◆ **TASK INSTRUCTIONS**: Gather every line in the items below that contains the string "background", and copy each one in full. Case counts.

◆ **GIVEN DATA**:
-----

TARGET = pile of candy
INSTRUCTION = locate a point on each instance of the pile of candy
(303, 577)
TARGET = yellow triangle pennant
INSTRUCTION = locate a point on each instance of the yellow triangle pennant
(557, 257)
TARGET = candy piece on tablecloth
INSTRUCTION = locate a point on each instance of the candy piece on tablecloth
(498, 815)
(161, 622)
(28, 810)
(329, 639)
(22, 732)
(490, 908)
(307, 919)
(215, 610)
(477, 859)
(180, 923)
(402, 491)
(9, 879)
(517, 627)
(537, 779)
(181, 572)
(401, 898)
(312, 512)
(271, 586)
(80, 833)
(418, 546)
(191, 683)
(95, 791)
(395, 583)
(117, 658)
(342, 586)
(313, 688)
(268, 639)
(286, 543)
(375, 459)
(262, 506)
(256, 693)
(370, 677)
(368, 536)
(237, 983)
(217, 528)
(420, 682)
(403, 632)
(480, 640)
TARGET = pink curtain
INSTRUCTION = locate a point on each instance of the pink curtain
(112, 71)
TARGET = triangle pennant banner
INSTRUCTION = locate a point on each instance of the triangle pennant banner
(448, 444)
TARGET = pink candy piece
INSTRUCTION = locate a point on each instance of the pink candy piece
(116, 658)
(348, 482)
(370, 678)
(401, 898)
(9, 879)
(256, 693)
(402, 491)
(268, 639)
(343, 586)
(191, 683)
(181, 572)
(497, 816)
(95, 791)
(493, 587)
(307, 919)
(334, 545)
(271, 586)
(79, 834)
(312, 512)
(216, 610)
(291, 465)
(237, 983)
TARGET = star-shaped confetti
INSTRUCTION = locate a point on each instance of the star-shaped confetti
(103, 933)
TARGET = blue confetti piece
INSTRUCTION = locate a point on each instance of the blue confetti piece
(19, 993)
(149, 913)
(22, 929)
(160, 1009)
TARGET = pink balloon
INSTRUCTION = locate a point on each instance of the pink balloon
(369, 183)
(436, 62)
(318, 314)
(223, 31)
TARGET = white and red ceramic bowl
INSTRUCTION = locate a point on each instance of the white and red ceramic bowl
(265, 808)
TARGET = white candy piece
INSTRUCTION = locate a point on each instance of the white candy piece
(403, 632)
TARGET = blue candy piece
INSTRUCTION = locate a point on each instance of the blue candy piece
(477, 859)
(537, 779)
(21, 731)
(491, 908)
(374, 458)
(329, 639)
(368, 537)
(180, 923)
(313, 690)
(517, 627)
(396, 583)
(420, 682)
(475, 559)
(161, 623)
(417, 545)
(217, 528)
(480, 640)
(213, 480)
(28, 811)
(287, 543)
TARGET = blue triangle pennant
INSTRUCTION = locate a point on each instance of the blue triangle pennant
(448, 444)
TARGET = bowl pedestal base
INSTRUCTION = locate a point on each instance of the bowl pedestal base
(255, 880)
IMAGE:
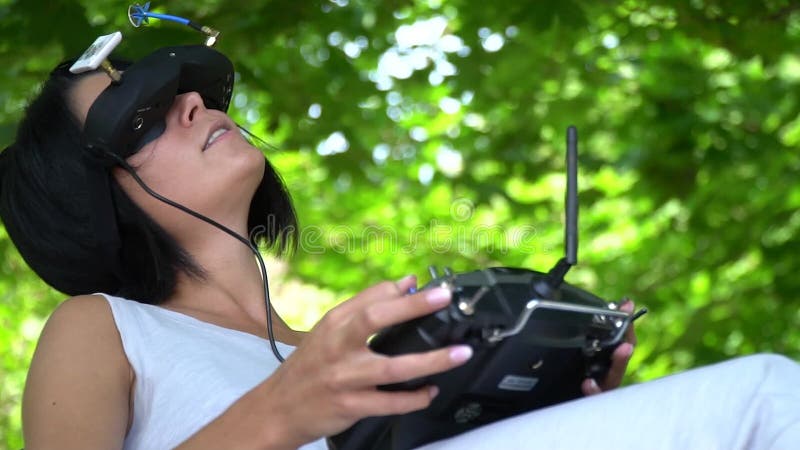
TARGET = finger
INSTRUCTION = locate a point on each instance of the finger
(619, 362)
(407, 284)
(395, 369)
(379, 315)
(590, 387)
(378, 292)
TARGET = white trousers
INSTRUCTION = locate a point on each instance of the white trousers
(746, 403)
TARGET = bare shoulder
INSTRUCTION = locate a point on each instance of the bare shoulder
(77, 392)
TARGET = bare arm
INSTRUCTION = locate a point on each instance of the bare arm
(77, 392)
(78, 389)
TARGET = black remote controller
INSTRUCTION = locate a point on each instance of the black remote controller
(535, 339)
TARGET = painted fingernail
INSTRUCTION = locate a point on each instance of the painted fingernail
(406, 279)
(460, 353)
(438, 296)
(433, 391)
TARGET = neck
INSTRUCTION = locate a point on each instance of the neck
(232, 290)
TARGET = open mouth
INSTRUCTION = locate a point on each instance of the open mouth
(214, 136)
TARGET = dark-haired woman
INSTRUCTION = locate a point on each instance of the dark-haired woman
(182, 360)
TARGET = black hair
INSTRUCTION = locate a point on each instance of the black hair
(46, 208)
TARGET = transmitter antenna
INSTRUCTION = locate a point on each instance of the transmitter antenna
(571, 198)
(546, 287)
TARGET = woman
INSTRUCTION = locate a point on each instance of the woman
(186, 365)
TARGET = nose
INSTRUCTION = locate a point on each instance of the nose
(186, 106)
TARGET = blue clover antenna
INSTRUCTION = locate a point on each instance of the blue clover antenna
(140, 14)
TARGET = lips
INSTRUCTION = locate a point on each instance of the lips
(213, 137)
(215, 131)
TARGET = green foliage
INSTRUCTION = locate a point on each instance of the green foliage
(431, 132)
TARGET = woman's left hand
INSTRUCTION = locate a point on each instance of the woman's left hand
(619, 360)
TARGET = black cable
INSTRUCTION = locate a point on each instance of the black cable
(249, 243)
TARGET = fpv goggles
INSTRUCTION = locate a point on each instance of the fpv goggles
(130, 112)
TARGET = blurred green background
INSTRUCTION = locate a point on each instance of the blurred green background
(417, 132)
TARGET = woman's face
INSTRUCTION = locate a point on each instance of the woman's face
(201, 161)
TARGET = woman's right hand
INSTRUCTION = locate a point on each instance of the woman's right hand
(330, 380)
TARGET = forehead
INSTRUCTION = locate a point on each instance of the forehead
(85, 92)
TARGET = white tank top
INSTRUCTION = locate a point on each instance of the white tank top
(188, 372)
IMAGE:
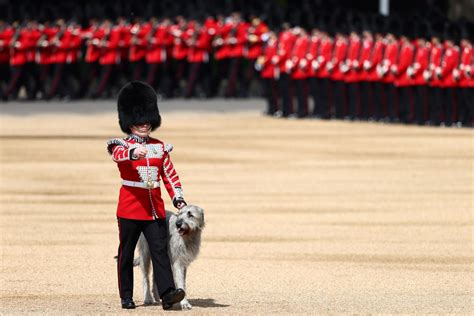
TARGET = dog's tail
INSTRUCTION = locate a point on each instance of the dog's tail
(136, 261)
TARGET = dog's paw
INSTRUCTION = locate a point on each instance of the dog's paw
(148, 300)
(185, 305)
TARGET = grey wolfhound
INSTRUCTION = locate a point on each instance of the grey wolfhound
(185, 229)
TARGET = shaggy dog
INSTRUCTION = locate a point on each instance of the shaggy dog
(185, 229)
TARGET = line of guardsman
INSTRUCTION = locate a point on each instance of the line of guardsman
(65, 59)
(390, 71)
(411, 73)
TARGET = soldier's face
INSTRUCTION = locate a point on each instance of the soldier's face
(142, 130)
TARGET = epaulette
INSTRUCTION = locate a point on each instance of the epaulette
(111, 143)
(168, 148)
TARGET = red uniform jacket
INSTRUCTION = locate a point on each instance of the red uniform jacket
(370, 67)
(136, 202)
(286, 41)
(449, 67)
(156, 51)
(95, 35)
(75, 43)
(139, 42)
(45, 54)
(420, 65)
(340, 54)
(298, 58)
(222, 34)
(312, 55)
(325, 54)
(19, 48)
(353, 60)
(238, 40)
(254, 40)
(466, 67)
(201, 44)
(435, 63)
(6, 36)
(407, 53)
(270, 61)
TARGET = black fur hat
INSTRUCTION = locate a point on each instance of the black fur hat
(137, 104)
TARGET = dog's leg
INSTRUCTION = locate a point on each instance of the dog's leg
(145, 262)
(179, 272)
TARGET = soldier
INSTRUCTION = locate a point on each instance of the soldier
(253, 49)
(180, 32)
(366, 87)
(352, 77)
(236, 42)
(109, 59)
(267, 64)
(386, 72)
(138, 48)
(298, 66)
(93, 36)
(6, 34)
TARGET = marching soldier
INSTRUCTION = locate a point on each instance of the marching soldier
(466, 80)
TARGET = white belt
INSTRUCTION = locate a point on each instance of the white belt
(142, 185)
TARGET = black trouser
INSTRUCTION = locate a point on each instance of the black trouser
(284, 84)
(156, 234)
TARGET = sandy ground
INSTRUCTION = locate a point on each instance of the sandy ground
(303, 216)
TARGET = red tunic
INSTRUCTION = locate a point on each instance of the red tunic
(6, 36)
(406, 59)
(299, 61)
(254, 40)
(353, 60)
(435, 62)
(140, 203)
(269, 61)
(325, 54)
(110, 52)
(370, 67)
(340, 54)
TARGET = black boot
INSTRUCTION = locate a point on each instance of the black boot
(172, 297)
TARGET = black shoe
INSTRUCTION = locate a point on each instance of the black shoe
(127, 303)
(172, 297)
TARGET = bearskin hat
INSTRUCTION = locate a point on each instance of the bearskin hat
(137, 104)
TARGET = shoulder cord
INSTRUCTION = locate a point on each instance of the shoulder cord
(153, 210)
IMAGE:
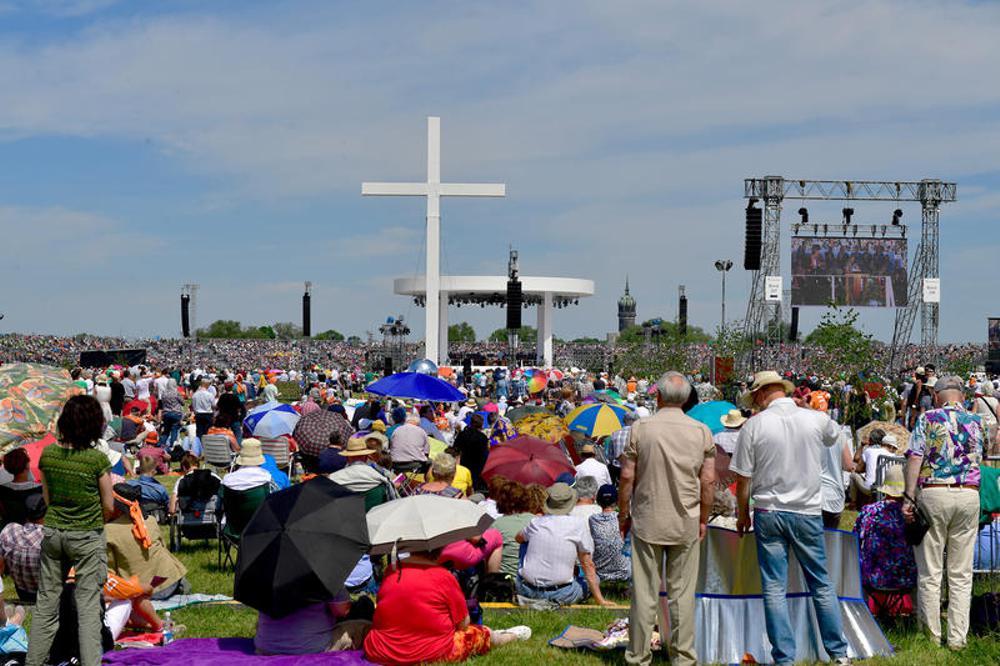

-----

◆ **OUTPUT FOR THIS EXERCISE**:
TARGET = blurred green background
INSTRUCTION = locate a point on each instance of the blurred green background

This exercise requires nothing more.